▶ What you need to do:
Reproduce the line that holds "Target: black stovetop" together with all the lines after it up to the end of the entries.

▶ Dataset records:
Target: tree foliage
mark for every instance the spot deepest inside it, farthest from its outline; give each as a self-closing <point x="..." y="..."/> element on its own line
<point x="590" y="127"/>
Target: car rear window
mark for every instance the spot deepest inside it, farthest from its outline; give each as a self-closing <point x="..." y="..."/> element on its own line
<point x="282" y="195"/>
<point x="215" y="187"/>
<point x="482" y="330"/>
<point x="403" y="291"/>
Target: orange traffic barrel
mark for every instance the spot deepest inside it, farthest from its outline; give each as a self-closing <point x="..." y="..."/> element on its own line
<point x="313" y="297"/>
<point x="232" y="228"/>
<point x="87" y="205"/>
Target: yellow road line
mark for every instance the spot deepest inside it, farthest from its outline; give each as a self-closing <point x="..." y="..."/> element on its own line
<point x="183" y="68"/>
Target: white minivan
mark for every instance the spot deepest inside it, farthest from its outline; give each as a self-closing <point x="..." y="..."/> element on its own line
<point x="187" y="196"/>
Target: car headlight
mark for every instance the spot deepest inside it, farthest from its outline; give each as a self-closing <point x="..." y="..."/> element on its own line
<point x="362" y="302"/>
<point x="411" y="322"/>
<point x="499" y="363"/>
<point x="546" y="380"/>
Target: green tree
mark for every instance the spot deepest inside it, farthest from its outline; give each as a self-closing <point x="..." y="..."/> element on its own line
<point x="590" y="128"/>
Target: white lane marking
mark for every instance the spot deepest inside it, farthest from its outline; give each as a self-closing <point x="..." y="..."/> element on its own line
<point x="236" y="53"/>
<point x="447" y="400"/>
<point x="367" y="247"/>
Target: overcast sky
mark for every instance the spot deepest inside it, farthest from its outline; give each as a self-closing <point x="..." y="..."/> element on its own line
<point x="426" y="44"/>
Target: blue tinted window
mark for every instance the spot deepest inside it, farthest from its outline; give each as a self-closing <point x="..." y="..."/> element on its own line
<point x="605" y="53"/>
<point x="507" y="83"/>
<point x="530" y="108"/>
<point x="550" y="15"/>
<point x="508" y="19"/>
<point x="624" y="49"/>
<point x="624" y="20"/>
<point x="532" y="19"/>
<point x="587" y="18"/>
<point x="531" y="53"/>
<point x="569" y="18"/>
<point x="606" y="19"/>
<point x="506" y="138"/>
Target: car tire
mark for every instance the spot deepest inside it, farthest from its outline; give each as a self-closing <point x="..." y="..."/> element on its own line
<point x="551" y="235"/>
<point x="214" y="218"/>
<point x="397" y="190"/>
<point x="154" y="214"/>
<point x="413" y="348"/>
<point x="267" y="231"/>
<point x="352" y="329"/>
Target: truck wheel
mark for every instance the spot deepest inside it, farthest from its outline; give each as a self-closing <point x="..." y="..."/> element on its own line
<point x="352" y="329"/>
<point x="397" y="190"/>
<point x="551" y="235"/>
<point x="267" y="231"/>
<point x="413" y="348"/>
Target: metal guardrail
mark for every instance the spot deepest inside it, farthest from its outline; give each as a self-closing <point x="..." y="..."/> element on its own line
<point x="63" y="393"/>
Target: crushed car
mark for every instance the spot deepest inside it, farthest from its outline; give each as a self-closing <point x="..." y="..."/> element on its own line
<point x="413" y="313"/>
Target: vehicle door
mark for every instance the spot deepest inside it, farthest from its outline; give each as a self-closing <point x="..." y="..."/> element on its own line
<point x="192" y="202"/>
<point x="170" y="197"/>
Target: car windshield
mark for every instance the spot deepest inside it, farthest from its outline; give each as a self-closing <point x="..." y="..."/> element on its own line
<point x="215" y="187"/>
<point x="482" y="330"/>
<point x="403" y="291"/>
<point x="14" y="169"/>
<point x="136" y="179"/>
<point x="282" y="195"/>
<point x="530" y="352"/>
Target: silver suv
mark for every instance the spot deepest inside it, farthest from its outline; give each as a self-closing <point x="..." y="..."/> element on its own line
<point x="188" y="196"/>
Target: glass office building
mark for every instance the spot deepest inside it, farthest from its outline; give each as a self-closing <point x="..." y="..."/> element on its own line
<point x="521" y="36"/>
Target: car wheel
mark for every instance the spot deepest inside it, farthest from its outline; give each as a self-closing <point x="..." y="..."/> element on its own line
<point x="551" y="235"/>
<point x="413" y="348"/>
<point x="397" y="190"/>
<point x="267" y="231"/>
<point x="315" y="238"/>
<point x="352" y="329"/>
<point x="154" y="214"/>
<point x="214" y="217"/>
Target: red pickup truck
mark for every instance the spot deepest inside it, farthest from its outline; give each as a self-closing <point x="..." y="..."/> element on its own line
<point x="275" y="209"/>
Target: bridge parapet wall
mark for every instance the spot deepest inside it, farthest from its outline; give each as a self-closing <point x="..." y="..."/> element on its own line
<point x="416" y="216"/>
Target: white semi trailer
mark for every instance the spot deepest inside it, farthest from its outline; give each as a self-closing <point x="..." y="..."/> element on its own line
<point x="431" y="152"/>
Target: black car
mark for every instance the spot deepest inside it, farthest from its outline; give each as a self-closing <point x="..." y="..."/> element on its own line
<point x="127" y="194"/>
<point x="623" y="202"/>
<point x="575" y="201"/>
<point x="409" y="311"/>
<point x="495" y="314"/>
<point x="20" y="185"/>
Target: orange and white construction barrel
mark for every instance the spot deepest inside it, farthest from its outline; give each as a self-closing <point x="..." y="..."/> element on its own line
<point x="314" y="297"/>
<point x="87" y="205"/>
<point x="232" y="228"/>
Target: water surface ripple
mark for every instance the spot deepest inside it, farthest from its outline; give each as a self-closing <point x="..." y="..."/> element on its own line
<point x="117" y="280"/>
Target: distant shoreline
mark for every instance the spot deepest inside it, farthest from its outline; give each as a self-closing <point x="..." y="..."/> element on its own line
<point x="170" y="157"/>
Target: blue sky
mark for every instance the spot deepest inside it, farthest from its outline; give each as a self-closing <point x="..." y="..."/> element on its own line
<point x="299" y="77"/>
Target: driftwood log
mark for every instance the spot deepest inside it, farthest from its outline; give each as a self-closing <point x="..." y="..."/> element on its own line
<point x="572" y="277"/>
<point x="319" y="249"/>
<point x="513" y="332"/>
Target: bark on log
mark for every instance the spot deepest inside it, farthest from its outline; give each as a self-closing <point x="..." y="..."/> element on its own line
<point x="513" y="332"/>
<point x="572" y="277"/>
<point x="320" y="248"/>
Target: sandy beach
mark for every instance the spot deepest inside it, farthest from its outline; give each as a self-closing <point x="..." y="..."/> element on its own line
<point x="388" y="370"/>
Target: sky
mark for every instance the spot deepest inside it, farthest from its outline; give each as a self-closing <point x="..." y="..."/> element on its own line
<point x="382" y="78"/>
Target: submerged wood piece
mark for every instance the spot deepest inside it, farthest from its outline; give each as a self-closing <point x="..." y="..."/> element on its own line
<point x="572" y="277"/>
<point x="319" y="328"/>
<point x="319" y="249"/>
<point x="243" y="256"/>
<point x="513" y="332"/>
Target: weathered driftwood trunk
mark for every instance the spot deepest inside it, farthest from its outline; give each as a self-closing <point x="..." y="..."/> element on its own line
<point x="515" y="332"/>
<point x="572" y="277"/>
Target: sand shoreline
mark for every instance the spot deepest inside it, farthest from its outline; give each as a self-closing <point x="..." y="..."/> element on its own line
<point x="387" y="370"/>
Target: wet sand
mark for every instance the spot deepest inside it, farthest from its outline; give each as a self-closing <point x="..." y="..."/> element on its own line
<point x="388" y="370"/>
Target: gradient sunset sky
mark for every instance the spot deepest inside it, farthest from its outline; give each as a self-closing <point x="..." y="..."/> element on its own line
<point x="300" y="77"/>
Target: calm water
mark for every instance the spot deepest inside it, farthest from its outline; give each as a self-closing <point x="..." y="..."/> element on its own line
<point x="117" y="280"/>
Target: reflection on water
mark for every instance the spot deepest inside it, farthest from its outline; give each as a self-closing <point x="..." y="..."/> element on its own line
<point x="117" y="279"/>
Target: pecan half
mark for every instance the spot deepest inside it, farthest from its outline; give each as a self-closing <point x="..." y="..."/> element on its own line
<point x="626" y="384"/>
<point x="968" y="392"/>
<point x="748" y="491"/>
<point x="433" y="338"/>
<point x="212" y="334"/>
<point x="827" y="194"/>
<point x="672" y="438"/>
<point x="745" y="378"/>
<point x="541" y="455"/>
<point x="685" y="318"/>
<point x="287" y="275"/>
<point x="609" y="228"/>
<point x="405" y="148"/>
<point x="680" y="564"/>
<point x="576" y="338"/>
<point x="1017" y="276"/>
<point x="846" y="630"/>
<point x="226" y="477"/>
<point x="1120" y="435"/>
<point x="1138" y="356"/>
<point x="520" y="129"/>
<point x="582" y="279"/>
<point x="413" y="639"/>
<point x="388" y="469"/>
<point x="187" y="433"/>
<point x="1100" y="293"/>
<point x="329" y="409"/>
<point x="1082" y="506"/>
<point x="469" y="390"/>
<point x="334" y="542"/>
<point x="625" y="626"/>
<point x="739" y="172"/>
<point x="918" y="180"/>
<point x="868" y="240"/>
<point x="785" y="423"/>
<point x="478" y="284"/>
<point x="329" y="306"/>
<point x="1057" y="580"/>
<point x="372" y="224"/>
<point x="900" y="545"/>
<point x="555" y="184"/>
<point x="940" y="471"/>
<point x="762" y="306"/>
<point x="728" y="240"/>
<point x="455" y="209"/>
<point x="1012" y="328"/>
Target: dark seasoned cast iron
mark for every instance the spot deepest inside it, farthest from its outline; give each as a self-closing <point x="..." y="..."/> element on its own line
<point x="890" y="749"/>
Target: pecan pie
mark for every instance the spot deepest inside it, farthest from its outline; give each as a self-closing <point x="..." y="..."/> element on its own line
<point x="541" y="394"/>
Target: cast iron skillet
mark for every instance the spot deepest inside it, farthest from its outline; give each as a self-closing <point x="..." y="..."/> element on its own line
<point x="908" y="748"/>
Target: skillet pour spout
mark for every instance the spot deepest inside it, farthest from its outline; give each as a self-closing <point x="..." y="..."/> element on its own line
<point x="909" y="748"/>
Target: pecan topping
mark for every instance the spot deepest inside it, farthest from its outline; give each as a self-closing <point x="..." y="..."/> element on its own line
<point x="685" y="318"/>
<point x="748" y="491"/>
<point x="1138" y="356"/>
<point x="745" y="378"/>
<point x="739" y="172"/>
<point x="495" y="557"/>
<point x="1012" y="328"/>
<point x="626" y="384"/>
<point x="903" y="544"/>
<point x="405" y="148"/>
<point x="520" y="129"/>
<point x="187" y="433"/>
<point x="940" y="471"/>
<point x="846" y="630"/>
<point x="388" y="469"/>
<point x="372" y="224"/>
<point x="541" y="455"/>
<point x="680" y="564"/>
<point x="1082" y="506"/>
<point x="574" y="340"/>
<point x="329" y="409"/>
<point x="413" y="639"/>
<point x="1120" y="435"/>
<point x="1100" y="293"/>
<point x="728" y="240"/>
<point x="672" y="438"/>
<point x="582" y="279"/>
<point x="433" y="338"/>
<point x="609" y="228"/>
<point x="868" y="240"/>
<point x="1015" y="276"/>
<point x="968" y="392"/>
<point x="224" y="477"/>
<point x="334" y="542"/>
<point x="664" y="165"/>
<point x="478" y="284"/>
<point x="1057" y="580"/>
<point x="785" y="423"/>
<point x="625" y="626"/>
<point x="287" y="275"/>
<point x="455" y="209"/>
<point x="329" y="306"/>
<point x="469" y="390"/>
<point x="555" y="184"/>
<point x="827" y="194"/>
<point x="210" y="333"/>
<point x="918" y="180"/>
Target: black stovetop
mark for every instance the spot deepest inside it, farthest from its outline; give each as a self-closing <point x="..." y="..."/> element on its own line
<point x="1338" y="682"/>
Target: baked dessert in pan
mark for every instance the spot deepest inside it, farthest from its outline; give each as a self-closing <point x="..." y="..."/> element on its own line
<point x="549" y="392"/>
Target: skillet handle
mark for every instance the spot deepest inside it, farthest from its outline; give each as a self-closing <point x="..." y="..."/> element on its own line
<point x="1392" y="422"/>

▶ Task solution:
Target: black stovetop
mark for every instance the spot deepest inside it, farthest from its outline; give each as a self-closing <point x="..." y="..."/> element on its own line
<point x="1338" y="682"/>
Target: baked dessert in pan
mark for every instance the spot deepest inside it, farthest from its outline; give each as a self-closing <point x="..." y="..."/> element on its own line
<point x="549" y="392"/>
Target: skillet handle
mark for every instance the spot deepest inside it, farthest from its outline; give each as a self-closing <point x="..." y="..."/> element on its own line
<point x="1392" y="422"/>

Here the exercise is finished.